__Tasks__.
A: Please list every calendar year (a four-digit year, not a span of years) that the essay on "Oliver's Army" below mentions, each once, in order of first appearance.
B: Extend the essay on "Oliver's Army" below by a few paragraphs, starting right after its last sentence.

__Excerpted text__.
I Could Talk All Night

That Fatal Mailing List #45: "Oliver's Army" (1979)

This is dedicated to all the bones of all the Redcoats buried around here…

That’s how Elvis Costello introduces “Oliver’s Army” in the earliest live recording of it I own, from April 1979 in Bethlehem, Pennsylvania. Since 1978, Costello has performed “Oliver’s Army” live 727 times, according to the canonical Elvis Costello Wiki

In 1979, he’d released the song on his Armed Forces album just a few months before. You can hear his glee at digging into this full meal of a pop gem, full of bile and bounce. The recording puts EC’s guitar front and center, with keyboardist Steve Nieve prioritizing an insane electric organ synth sound over his piano riffs from the record. 

This is a little letter from Maggie Thatcher…

That’s how Elvis Costello introduces “Oliver’s Army,” in a May 1980 concert appearance in London. He then absolutely eviscerates the song in a style almost never heard again; with Attractions keyboardist Steve Nieve absent due to an accident, guitarist Martin Belmont from Graham Parker’s Rumor sits in with the band. The descending piano riffs that have defined “Oliver’s Army” are replaced by cutting guitar; the song barrels to its inevitable conclusion with the intensity and speed of a freight train whose conductor has given up entirely. 

So in the span of a year, he’s used “Oliver’s Army” to connect the dots between Oliver Cromwell’s subjugation of Ireland in 1649 (which inspires the song’s title), King George’s occupation of America in the Revolutionary War, and Margaret Thatcher’s own attachment to imperialism in conflicts like the Falklands War. Occupation and domination are one of the song’s thrulines; the other involves the people usually doing the occupying. As Costello described it in his 2002 liner notes to the reissue of the Armed Forces album: 

I made my first trip to Belfast in 1978 and saw mere boys walking around in battle dress with automatic weapons…The song was based on the premise: "they always get a working class boy to do the killing." I don't know who said that; maybe it was me, but it seems true nonetheless. I pretty much had the song sketched out on the plane back to London.

Preying upon the young and impoverished to build out an occupation isn’t restricted to the UK, by any means. With around 1200 years ruled by monarchy and more than 300 years as a fully-ratified republic, it’s possible England has a more highly evolved palette for invasion and conscription than other nations. Then again, those same kids in 1978 Belfast could have been transplanted across the ocean and a decade to fight in Vietnam for the United States. The working class boys span the globe, sleepwalking and putting the world to right.

__Information__.
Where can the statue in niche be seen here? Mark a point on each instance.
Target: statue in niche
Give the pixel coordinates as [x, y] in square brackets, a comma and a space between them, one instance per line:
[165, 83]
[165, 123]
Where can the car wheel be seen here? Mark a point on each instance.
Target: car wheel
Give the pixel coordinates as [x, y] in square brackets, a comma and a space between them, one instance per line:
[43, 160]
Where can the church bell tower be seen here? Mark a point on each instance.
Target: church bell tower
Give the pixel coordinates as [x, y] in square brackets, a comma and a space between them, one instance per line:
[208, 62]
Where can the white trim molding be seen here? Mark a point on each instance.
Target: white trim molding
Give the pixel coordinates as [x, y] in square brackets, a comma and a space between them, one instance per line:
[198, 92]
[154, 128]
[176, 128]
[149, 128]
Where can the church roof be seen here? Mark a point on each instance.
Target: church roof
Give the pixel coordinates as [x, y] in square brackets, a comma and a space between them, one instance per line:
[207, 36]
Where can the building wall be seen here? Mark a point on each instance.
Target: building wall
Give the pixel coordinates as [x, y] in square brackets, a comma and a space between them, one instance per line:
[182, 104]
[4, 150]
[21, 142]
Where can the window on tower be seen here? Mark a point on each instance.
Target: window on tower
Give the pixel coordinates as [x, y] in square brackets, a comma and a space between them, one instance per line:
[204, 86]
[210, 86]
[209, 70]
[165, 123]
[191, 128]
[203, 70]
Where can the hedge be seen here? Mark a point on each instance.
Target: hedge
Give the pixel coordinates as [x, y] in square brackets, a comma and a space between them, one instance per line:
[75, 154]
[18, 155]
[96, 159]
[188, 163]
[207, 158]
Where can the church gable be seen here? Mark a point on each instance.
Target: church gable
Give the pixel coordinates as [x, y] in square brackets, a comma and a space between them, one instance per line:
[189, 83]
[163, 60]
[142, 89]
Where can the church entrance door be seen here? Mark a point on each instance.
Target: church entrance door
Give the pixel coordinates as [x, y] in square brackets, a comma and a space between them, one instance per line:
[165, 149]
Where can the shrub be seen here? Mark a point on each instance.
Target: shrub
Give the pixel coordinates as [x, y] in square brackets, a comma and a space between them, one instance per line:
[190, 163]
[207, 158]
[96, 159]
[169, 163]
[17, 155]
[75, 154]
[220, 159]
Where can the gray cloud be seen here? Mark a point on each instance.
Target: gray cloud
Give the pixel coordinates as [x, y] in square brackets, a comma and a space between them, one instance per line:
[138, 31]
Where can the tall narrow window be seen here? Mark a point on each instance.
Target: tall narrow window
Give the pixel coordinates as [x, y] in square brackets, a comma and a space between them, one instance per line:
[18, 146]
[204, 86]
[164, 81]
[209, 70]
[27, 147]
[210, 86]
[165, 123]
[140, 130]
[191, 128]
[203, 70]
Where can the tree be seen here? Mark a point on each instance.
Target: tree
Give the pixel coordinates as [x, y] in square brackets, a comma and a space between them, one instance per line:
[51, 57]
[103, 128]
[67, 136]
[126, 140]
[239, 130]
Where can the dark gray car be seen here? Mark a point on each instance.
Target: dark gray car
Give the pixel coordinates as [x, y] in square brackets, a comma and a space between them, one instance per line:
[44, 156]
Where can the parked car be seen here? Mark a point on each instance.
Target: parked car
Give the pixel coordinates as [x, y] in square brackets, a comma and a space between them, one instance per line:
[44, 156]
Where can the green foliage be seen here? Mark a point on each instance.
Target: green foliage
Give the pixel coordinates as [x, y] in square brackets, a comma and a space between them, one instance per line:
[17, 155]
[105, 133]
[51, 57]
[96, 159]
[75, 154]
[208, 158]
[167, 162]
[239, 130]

__Replies__.
A: 1979, 1978, 1980, 1649, 2002

B:
Costello’s most recent performance of “Oliver’s Army” happened in March 2020, also in London, just ten days before the COVID lockdown began in that city. For that performance, like others in 2020, he rewrote the second verse completely: 

They say the times are changing

And peace on earth has come to pass

Although the war is raging

They see each war will be the last

Send the boys back to Enniskillen

'Cause a robot army does all the killing

And the BBC will beg you to forgive us

Choose a word or two and cut them out with scissors

The rewrite omits a use of the term “white n*****” from the original recording; the last two lines above reference the BBC playing the song with an obvious edit or bleep where that term lives in the song. As he was promoting his most recent album, The Boy Named If, Costello went so far as to suggest that radio stations stop playing “Oliver’s Army” rather than bleep the word, which just draws more attention to it. 

Written about the conflict in Northern Ireland, the lyrics contain a racial slur used to describe Irish Catholics.

"That's what my grandfather was called in the British army - it's historically a fact," he told The Telegraph.

"But people hear that word... and accuse me of something that I didn't intend."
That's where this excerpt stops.